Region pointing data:
Start of Block

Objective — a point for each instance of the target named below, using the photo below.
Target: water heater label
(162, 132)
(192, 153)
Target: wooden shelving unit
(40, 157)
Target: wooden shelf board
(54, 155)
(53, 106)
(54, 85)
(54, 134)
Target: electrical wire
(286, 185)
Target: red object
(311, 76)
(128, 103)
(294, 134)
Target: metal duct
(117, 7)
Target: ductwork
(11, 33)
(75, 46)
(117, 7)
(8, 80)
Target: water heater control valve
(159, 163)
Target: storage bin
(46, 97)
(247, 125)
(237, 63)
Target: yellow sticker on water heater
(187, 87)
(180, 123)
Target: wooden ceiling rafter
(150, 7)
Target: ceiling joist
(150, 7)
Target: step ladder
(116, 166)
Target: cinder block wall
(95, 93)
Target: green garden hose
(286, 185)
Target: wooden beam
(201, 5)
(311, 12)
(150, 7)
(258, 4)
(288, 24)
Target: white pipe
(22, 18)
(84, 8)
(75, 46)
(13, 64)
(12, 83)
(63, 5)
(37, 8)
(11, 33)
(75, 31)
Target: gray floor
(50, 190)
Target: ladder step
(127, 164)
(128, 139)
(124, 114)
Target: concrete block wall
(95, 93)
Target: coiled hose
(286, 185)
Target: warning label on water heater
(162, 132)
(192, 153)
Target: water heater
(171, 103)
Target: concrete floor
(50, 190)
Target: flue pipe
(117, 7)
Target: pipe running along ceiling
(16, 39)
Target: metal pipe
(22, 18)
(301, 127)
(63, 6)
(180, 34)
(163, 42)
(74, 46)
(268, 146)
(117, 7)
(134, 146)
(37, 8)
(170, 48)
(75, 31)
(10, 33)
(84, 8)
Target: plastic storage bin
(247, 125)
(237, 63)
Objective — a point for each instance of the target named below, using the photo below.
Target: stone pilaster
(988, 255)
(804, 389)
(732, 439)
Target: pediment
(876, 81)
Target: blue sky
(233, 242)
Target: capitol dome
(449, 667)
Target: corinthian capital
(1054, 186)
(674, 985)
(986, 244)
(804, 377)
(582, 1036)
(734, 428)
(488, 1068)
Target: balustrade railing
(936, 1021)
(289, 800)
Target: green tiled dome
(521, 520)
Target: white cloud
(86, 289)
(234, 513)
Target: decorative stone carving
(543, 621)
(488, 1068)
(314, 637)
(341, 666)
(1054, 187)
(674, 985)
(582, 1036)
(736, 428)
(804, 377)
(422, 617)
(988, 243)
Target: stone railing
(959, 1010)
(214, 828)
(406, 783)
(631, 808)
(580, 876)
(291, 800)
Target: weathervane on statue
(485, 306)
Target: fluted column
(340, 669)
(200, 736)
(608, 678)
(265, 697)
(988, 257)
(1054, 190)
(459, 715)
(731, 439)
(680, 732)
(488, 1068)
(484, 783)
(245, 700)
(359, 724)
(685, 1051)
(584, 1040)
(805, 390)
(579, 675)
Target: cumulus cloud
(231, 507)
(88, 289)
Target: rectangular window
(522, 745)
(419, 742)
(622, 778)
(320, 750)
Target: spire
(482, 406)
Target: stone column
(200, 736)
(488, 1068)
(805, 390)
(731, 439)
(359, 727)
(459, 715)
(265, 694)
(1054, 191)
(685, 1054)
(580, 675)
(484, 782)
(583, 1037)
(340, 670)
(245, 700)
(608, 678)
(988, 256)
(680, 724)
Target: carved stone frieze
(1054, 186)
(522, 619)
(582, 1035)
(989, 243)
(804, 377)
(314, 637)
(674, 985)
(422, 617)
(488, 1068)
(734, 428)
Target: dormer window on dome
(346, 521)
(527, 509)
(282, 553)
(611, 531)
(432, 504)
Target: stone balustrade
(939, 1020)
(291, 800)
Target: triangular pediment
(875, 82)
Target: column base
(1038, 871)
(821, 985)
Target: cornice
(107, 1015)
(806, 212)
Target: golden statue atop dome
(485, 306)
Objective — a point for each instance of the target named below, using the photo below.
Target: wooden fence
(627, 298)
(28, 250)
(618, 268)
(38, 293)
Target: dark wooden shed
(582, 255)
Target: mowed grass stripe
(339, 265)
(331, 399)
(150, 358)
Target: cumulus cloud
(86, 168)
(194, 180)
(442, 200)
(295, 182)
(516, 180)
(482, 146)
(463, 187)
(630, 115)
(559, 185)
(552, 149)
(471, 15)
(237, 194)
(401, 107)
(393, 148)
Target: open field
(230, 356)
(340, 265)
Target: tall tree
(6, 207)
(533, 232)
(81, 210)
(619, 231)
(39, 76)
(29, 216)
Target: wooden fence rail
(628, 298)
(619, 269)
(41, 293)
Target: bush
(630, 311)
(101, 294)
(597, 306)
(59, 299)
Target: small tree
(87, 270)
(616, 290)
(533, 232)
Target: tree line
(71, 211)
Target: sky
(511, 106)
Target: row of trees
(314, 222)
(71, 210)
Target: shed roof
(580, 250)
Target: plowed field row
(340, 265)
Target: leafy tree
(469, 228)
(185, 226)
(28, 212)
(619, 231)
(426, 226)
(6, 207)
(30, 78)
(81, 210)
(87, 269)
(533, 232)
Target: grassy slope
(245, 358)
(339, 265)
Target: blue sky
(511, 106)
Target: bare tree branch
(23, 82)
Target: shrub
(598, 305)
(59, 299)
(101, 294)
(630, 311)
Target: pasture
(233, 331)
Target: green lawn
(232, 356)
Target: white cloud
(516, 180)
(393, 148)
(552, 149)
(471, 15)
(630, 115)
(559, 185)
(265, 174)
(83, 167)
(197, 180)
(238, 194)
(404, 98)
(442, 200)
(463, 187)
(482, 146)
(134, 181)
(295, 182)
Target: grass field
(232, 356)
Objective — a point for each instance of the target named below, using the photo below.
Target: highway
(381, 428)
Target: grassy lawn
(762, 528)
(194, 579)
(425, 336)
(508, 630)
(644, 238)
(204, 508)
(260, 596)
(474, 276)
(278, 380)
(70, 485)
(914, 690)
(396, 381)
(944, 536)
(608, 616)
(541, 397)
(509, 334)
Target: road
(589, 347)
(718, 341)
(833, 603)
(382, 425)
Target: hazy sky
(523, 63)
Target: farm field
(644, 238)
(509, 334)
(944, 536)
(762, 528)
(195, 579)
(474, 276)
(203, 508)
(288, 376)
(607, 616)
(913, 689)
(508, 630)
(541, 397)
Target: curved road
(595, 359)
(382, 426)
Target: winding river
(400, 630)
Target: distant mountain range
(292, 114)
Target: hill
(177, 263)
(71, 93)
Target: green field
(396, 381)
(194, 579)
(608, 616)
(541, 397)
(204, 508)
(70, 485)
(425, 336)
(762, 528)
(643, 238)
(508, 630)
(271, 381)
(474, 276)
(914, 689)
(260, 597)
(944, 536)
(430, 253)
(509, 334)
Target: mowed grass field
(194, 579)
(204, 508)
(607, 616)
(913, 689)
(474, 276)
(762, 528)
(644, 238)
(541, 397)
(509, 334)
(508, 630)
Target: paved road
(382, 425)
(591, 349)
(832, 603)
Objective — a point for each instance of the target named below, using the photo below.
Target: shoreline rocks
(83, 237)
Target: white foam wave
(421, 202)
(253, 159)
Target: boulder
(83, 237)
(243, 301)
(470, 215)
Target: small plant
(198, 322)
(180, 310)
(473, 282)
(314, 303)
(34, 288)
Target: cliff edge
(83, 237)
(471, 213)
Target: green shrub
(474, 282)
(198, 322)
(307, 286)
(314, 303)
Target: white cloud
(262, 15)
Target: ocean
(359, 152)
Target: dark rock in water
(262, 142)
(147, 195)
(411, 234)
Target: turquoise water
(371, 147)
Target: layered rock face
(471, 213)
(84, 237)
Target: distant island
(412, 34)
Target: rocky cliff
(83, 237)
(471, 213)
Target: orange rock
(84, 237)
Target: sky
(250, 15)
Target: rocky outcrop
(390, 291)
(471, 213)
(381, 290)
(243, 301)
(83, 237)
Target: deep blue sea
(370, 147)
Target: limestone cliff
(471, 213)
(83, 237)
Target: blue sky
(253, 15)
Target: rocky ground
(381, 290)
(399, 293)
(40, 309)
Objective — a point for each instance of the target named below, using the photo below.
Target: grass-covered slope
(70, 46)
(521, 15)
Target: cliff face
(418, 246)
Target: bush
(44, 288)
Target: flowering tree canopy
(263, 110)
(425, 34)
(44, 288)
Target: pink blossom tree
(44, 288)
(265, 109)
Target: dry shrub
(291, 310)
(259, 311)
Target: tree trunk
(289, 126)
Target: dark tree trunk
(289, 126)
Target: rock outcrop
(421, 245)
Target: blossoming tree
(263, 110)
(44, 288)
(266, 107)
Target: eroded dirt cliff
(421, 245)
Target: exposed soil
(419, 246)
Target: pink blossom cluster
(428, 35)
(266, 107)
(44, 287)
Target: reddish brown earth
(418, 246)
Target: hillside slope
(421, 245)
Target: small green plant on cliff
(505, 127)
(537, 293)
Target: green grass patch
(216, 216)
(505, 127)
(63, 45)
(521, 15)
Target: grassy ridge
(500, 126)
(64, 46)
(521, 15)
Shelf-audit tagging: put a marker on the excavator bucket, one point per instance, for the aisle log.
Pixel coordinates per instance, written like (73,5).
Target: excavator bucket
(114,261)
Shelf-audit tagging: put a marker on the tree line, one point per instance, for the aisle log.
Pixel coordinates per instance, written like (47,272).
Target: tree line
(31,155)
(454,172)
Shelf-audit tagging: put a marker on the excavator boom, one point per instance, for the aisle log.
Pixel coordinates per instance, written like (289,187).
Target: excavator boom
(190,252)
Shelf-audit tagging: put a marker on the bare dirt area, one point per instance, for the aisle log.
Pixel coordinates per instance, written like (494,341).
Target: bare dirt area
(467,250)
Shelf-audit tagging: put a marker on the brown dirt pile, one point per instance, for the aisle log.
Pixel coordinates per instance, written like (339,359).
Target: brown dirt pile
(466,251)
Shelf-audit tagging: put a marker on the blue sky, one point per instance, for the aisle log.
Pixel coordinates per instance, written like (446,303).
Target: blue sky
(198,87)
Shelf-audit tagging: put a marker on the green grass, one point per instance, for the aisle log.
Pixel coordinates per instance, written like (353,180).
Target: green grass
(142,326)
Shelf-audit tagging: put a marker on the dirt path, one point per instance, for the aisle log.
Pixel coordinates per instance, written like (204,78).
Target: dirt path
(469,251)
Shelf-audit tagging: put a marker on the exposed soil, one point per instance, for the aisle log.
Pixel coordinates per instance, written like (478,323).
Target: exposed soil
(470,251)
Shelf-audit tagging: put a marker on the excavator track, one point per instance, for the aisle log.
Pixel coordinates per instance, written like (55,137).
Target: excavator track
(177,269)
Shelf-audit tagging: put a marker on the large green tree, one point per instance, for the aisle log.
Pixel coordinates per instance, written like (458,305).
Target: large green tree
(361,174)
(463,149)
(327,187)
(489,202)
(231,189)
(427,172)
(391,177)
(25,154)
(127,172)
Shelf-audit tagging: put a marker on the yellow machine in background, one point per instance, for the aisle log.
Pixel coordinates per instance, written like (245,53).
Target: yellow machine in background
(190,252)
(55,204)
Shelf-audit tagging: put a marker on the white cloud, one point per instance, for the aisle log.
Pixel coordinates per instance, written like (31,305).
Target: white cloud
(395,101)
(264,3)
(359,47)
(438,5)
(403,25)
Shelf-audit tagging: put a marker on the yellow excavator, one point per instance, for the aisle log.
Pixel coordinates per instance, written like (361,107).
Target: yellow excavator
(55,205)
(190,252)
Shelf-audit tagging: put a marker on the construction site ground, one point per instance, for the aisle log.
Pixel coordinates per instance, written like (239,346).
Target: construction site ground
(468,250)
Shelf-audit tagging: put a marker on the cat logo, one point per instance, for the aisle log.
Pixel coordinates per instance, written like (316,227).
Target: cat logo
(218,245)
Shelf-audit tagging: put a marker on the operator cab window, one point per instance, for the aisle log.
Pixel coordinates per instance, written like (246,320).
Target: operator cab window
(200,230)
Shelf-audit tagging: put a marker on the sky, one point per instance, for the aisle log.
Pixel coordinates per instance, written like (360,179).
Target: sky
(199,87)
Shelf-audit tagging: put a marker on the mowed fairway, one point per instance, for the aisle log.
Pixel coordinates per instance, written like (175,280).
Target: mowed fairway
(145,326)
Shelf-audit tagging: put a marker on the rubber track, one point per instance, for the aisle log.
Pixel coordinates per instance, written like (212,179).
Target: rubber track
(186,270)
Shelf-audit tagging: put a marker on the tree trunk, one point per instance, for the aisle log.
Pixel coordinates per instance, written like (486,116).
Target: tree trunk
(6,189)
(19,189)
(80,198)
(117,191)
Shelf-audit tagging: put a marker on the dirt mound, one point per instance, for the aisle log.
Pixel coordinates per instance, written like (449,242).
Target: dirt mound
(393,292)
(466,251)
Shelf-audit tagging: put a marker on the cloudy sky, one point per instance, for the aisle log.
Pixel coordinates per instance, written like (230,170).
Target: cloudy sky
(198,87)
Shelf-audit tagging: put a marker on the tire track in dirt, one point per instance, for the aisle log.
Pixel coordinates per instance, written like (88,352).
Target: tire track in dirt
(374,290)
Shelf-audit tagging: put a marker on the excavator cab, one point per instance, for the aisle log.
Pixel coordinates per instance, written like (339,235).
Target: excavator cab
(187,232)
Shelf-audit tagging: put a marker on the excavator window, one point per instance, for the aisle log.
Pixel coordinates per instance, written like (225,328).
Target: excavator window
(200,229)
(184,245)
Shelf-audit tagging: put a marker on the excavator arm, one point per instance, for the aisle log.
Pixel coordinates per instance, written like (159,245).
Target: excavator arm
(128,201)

End of Block

**Your objective**.
In the entries above, find the line with "Shelf-audit tagging: put a marker on the cat" and the line with "Shelf-audit tagging: put a marker on the tire", then set down exactly those two and every line between them, nothing else.

**Exercise output**.
Shelf-audit tagging: put a marker on the cat logo, one point per instance, for the aisle log.
Pixel coordinates per instance, written like (316,227).
Target: cat logo
(218,245)
Shelf-audit tagging: put a marker on the operator cab window, one point per instance, for the aisle log.
Pixel coordinates per instance, written like (246,320).
Target: operator cab window
(200,230)
Shelf-audit tagging: put a marker on the sky, one point per instance, for the aisle log.
Pixel coordinates per instance, written like (360,179).
Target: sky
(199,87)
Shelf-audit tagging: put a marker on the mowed fairway, one point per instance, for the aisle log.
Pixel coordinates per instance, written like (175,280).
Target: mowed fairway
(145,326)
Shelf-audit tagging: put a marker on the rubber track, one point per instance, for the aisle log.
Pixel coordinates per instance, written like (212,179).
Target: rubber track
(186,270)
Shelf-audit tagging: put a marker on the tree trunk, one point per instance, for the aisle log.
Pixel coordinates per instance, written like (486,116).
Target: tree trunk
(6,189)
(19,189)
(80,198)
(117,191)
Shelf-audit tagging: put a marker on the dirt mound, one point per instance, for the aisle log.
Pixel coordinates per instance, written like (449,242).
Target: dirt mound
(393,292)
(466,251)
Shelf-audit tagging: put a marker on the cloudy sky, one point per instance, for the aisle log.
Pixel coordinates per instance, written like (230,170).
Target: cloudy sky
(198,87)
Shelf-audit tagging: put a marker on the tire track in dirt, one point per instance, for the aisle log.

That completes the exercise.